▶ [Поставленная задача 1]: Выберите из записей ниже все строки, где встречается слово «reflection», и скопируйте их. Регистр букв учитывается.

▶ [Фрагмент текста]:
******

Материал «Многоликая муза Высоцкого» под рубрикой «Встречи для вас» был опубликован. (Газета, моя рукопись с автографом артиста и барда находятся сейчас в музее его имени). Друг мой Чистов, естественно, получил выговор от ГлавПУра, зато мои котировки в самом театре, да и пред Высоцким значительно повысились. Каждая встреча с ним по-прежнему оставалась для меня праздником. Досадно лишь от того, что дневник на ту пору я вёл, мало сказать, из рук вон плохо – преступно халатно. И, тем не менее, мозгов хватило всё, что говорил при мне Владимир Семёнович, записывать в блокнот. Вот лишь некоторые высказывания, которые точно помечены фамилией барда. К сожалению, когда и по какому поводу они были Володей произнесены, а мной записаны – установить в каждом конкретном случае уже затрудняюсь, а литературно, в угоду рукописи пофантазировать – тоже совесть не позволяет…
«Во всяком самоубийстве есть своя высота и непостижимость резонов для тех, кто остался жить».
«Мне не нужен твой шаг навстречу. Шажок сделай – спасибо скажу».
Речь зашла о каком-то коллективном письме. Владимир Семёнович заметил: «Это – клановая обида. Еще Гоголь писал, что стоит в России сказать что-нибудь эдакое об одном коллежском асессоре, как все коллежские асессоры от Петербурга до Камчатки принимают реченное на свой счет».
«Подоплеки всех сложностей – всегда просты и незамысловаты».
«Никогда не обещай того, чем не владеешь».
«– Знаешь, Мишель, что было самым главным на войне?
– Затрудняюсь. Вот в танке…
– Да, в танке главное – не бздеть. А на войне всё вращалось вокруг самого важного и самого главного: уцелеть!»
«В мирное время дезертирство ещё простить можно. Смотря по обстоятельствам. В военное – никогда».

******

Записи для определения положения
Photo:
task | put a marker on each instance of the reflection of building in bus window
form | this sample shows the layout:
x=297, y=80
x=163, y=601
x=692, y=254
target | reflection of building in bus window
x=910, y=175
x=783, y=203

******

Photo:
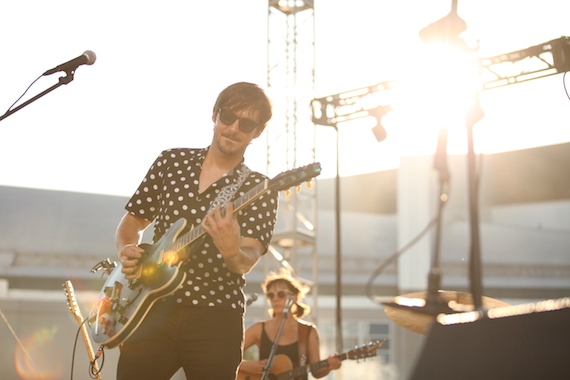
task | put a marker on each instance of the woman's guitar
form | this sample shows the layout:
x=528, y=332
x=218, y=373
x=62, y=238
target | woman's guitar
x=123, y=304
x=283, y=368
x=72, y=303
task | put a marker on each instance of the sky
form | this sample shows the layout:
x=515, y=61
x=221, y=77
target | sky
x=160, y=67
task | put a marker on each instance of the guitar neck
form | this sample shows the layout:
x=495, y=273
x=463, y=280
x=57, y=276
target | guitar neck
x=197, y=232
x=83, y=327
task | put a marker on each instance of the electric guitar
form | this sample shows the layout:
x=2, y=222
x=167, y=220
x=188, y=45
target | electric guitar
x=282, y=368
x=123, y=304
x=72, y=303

******

▶ [Поставленная задача 2]: Перепечатайте текст о Высоцком, приведенный выше, целиком и без единого изменения.

▶ [Правильный ответ 1]:
task | put a marker on each instance of the reflection of building in bus window
target | reflection of building in bus window

▶ [Правильный ответ 2]:
Материал «Многоликая муза Высоцкого» под рубрикой «Встречи для вас» был опубликован. (Газета, моя рукопись с автографом артиста и барда находятся сейчас в музее его имени). Друг мой Чистов, естественно, получил выговор от ГлавПУра, зато мои котировки в самом театре, да и пред Высоцким значительно повысились. Каждая встреча с ним по-прежнему оставалась для меня праздником. Досадно лишь от того, что дневник на ту пору я вёл, мало сказать, из рук вон плохо – преступно халатно. И, тем не менее, мозгов хватило всё, что говорил при мне Владимир Семёнович, записывать в блокнот. Вот лишь некоторые высказывания, которые точно помечены фамилией барда. К сожалению, когда и по какому поводу они были Володей произнесены, а мной записаны – установить в каждом конкретном случае уже затрудняюсь, а литературно, в угоду рукописи пофантазировать – тоже совесть не позволяет…
«Во всяком самоубийстве есть своя высота и непостижимость резонов для тех, кто остался жить».
«Мне не нужен твой шаг навстречу. Шажок сделай – спасибо скажу».
Речь зашла о каком-то коллективном письме. Владимир Семёнович заметил: «Это – клановая обида. Еще Гоголь писал, что стоит в России сказать что-нибудь эдакое об одном коллежском асессоре, как все коллежские асессоры от Петербурга до Камчатки принимают реченное на свой счет».
«Подоплеки всех сложностей – всегда просты и незамысловаты».
«Никогда не обещай того, чем не владеешь».
«– Знаешь, Мишель, что было самым главным на войне?
– Затрудняюсь. Вот в танке…
– Да, в танке главное – не бздеть. А на войне всё вращалось вокруг самого важного и самого главного: уцелеть!»
«В мирное время дезертирство ещё простить можно. Смотря по обстоятельствам. В военное – никогда».